- _Problem statement_
The full set of entries below, restated word for word and stripped of images, is the expected result.

Records for this task below:

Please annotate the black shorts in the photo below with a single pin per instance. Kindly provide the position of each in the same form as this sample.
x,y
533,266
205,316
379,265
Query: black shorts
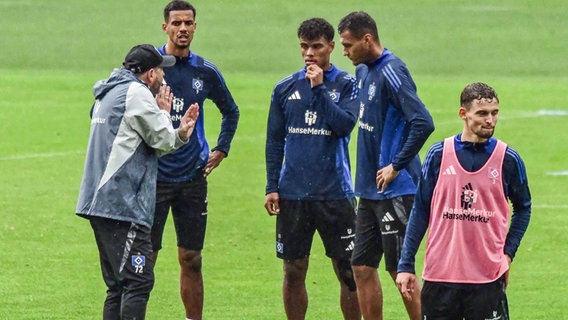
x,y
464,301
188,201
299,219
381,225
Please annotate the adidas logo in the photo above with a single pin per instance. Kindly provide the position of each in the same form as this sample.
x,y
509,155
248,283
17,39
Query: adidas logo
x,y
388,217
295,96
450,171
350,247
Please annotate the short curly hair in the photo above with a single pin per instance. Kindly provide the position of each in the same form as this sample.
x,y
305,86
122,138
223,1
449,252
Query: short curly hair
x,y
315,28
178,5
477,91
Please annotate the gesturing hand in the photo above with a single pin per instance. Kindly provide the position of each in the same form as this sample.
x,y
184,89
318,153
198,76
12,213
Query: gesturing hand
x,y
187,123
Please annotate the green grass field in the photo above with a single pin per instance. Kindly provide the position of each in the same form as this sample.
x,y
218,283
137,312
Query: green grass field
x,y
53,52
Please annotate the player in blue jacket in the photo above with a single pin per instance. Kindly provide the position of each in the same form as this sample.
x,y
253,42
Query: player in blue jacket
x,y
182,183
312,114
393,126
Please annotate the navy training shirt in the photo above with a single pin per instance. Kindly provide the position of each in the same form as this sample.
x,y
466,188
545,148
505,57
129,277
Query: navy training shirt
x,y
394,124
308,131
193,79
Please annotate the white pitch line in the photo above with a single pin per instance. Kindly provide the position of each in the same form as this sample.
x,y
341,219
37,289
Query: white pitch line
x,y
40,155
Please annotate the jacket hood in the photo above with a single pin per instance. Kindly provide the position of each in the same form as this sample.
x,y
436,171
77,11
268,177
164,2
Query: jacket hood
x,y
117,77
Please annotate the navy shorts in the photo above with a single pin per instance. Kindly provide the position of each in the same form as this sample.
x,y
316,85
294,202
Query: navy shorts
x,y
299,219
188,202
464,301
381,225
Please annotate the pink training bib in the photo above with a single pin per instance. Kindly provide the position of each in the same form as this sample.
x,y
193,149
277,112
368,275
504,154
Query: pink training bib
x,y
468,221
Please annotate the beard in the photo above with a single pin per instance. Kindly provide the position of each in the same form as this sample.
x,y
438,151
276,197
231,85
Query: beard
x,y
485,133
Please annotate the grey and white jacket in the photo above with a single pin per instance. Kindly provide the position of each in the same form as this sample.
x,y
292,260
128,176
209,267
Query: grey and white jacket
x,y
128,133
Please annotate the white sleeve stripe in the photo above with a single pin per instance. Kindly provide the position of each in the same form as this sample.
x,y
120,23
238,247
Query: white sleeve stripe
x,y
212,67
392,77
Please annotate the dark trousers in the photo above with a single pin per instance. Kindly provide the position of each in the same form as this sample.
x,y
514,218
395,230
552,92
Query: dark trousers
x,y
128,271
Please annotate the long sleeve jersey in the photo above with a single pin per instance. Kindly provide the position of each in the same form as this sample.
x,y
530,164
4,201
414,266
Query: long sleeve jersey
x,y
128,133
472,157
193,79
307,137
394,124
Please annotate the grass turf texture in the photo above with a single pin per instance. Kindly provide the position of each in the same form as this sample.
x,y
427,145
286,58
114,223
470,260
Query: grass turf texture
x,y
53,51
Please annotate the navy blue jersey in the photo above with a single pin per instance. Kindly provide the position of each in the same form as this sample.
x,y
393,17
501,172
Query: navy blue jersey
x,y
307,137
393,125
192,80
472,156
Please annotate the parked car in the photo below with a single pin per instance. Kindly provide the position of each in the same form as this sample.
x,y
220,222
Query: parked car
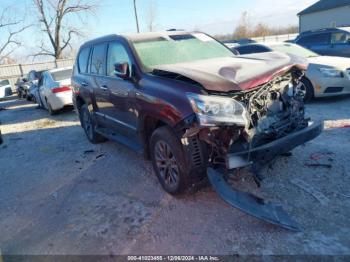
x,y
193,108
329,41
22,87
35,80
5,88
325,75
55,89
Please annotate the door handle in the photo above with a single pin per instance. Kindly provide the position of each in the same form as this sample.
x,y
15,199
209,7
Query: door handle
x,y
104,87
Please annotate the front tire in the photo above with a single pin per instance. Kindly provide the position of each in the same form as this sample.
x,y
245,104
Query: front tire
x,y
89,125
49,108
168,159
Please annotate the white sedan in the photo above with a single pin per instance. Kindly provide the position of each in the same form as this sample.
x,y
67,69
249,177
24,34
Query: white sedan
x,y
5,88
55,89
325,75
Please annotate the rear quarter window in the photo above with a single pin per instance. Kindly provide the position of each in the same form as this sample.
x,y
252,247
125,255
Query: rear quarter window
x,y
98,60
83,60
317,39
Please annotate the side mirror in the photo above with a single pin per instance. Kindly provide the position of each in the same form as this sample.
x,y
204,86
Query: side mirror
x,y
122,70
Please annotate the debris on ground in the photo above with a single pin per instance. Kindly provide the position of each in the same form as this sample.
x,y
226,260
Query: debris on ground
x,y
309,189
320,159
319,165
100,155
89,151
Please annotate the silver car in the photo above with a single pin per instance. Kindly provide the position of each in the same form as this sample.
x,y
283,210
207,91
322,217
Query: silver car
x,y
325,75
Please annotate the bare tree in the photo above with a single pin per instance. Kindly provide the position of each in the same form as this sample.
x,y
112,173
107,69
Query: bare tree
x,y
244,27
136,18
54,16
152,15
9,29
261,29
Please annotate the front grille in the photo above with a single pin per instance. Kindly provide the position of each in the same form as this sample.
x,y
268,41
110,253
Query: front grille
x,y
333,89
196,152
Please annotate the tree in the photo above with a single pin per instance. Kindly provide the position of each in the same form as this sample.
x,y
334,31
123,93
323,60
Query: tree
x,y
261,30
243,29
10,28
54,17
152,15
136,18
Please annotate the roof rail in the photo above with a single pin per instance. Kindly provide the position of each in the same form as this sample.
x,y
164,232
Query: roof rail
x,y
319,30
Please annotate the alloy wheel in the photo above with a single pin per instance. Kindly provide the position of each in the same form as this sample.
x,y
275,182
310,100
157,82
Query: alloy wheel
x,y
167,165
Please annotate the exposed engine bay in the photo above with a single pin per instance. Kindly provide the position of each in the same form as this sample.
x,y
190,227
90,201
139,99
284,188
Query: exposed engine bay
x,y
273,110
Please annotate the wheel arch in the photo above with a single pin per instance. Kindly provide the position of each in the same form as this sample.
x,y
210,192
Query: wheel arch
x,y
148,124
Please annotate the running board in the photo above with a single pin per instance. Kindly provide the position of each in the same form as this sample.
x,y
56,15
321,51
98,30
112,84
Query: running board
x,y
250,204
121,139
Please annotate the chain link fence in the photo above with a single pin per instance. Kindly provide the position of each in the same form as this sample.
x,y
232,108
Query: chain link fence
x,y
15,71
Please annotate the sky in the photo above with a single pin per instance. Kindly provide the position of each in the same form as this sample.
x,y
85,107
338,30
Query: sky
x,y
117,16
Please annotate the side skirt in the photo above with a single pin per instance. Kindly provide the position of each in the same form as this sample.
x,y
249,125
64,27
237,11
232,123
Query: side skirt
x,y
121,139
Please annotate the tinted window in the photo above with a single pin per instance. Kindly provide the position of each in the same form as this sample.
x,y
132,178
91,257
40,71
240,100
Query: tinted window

End of Records for this task.

- _Result of this task_
Please annotate the black shorts in the photo below with a single pin per instance. Kindly provide the position of each in the same form as this sample.
x,y
533,266
205,316
379,265
Query: black shorts
x,y
464,301
188,201
299,219
381,225
Please annotate the adidas logo in the photo above with a single pin per instance. Kindly provide the position of each in the same form as this sample.
x,y
509,155
248,283
17,39
Query: adidas logo
x,y
388,217
295,96
450,171
350,247
Please annotate the short curly hair in the photo above with a single pin per instance. Kindly provide the position of each in the same form as this sample.
x,y
305,86
122,138
223,1
449,252
Query: short curly hair
x,y
315,28
178,5
477,91
Please annotate the gesturing hand in the photo above with a single pin per instance. Kindly provide the position of each in the same form as this sample.
x,y
184,89
318,153
198,76
12,213
Query: gesturing hand
x,y
187,123
Please annotate the green grass field in the photo above with a single pin per instance. Kindly provide the position of each in the same form as this sample.
x,y
218,283
137,312
Query: green grass field
x,y
53,52
Please annotate the player in blue jacket in the photo above with a single pin per instance. Kindly provide the position of each in the same form as this sample.
x,y
253,42
Query: player in blue jacket
x,y
182,183
312,114
393,126
Please annotate the navy training shirt in the photo above with a single pin per instance. Kindly provide the position of each in the same form as this sample.
x,y
466,188
545,148
505,57
129,277
Query: navy training shirt
x,y
394,124
308,131
193,79
Please annotate the white pitch line in the photo above with a single pin per instance. Kindly provide the position of each in the same form as this sample.
x,y
341,219
37,289
Query: white pitch line
x,y
40,155
Please annotate the jacket hood in the photo above with a single pin per instance. Kindly provide the position of each in the same form as this sample.
x,y
436,171
77,11
268,177
164,2
Query: jacket hood
x,y
117,77
Please annotate the navy shorts in the photo above with a single pin per instance. Kindly provide the position of each in the same form as this sample.
x,y
316,85
294,202
Query: navy shorts
x,y
299,219
188,202
464,301
381,225
Please annotate the pink training bib in the photo above with a single pin per instance. Kindly provide the position of each in the same form as this sample.
x,y
193,149
277,112
368,275
504,154
Query: pink training bib
x,y
468,221
Please annotate the beard in the photo above with a single pin per instance. Kindly provide the position of each in the same form as this sample.
x,y
438,151
276,197
231,85
Query: beard
x,y
485,133
Please annotate the grey and white jacket in the photo above with a single pin per instance. Kindly provide the position of each in the same form as this sample.
x,y
292,260
128,176
209,267
Query: grey and white jacket
x,y
128,133
Please annotate the white sleeve stripe in the photo above with a single pin per instance. Kindly provide the position of each in the same form as this sample.
x,y
120,23
238,247
Query: white sleeve stripe
x,y
212,67
392,77
Please annotate the dark trousers in the photo above with a single pin per instance. Kindly provide the position of each in the same form as this sample.
x,y
514,218
395,230
552,92
Query: dark trousers
x,y
128,271
Please annotate the long sleeve jersey in the photo above with a single pin per instance. Kindly provide the position of each in the same form as this sample.
x,y
530,164
4,201
414,266
Query: long sleeve jersey
x,y
128,133
472,157
193,79
307,137
394,124
Please annotate the grass turf texture in the photo above with a single pin per instance. Kindly provide the position of each in the same form as this sample.
x,y
427,145
286,58
114,223
470,260
Query: grass turf texture
x,y
53,51
Please annotate the navy blue jersey in the photo above with a single pin per instance. Kindly provide the position of each in the same form as this sample.
x,y
393,17
501,172
Query: navy blue jersey
x,y
307,137
393,125
192,80
472,156
Please annotate the parked car in the photo below with a single pin per instance. Kindly provide the position of each in the same form as this sample.
x,y
220,222
Query: parked car
x,y
193,108
329,41
22,87
35,80
5,88
325,75
55,89
Please annotate the door handle in the photo above with a single pin per instance. Kindly provide the position of each in the same form as this sample.
x,y
15,199
209,7
Query: door handle
x,y
104,87
Please annotate the front tire in the photo above with a single pin per instance. Kindly provide the position of each in the same form as this sample.
x,y
245,104
Query: front tire
x,y
89,125
49,108
168,159
Please annotate the white sedan in the photo above with a single pin per instance. Kindly provide the position of each in the same form as this sample.
x,y
67,69
249,177
24,34
Query: white sedan
x,y
5,88
55,89
325,75
Please annotate the rear quarter window in the photo above with a single pin per instance. Kindly provide the position of each in the same form as this sample.
x,y
252,247
125,255
Query: rear quarter window
x,y
98,60
83,60
317,39
Please annotate the side mirror in the photo above with a single pin per instance. Kindly provide the position of each in the same form as this sample.
x,y
204,86
Query: side mirror
x,y
122,70
Please annotate the debris on ground in the photo above with a single pin per instance. Kindly provide the position of each in the same form as this sample.
x,y
226,260
Query: debris on ground
x,y
309,189
320,159
319,165
100,155
89,151
Please annotate the silver car in the photo above with a single pin per instance. Kindly provide the position of each in the same form as this sample.
x,y
283,210
207,91
322,217
Query: silver car
x,y
325,75
Please annotate the bare tree in the photo above with a single pin per instance. Kindly provide the position of each in the same form as this sample.
x,y
112,173
107,69
Query: bare tree
x,y
244,27
136,18
54,16
152,15
9,29
261,29
Please annotate the front grille in the photo above with a single pin per instance. Kindly provide the position of each in the same form as this sample.
x,y
268,41
110,253
Query: front grille
x,y
333,89
196,152
Please annotate the tree in the photo above with a single pin per instance. Kindly provide the position of each in the same form as this sample.
x,y
334,31
123,93
323,60
Query: tree
x,y
261,30
243,29
10,28
54,17
152,15
136,18
Please annotate the roof rail in the photo above with a single pin per instance. Kindly provide the position of each in the same form as this sample.
x,y
164,232
Query: roof rail
x,y
319,30
Please annotate the alloy wheel in the photo above with a single pin per instance. Kindly provide the position of each in the same form as this sample.
x,y
275,182
310,100
157,82
Query: alloy wheel
x,y
167,165
Please annotate the exposed engine bay in the photo above with a single pin per instance. Kindly provide the position of each in the same form as this sample.
x,y
190,227
90,201
139,99
284,188
Query: exposed engine bay
x,y
273,110
Please annotate the wheel arch in the photo above with a single pin per instance. Kindly provide the position of each in the same form as this sample.
x,y
210,192
Query: wheel arch
x,y
148,124
Please annotate the running board in the photo above with a single pin per instance. Kindly provide the position of each in the same form as this sample.
x,y
56,15
321,51
98,30
112,84
Query: running board
x,y
250,204
121,139
Please annotate the chain link fence in the photo above with a single pin per instance. Kindly provide the position of each in the same form as this sample.
x,y
232,108
Query: chain link fence
x,y
15,71
Please annotate the sky in the photo above with a single pin per instance. Kindly provide the position of each in the same form as this sample.
x,y
85,107
338,30
Query: sky
x,y
117,16
Please annotate the side skirt in the photo above with a single pin per instance. Kindly provide the position of each in the same form as this sample.
x,y
249,125
64,27
237,11
232,123
Query: side skirt
x,y
121,139
Please annotate the tinted window in the photo above with a single pin per instance. Kindly provide the position of each in the same form as this sample.
x,y
132,178
91,257
40,71
240,100
Query: tinted window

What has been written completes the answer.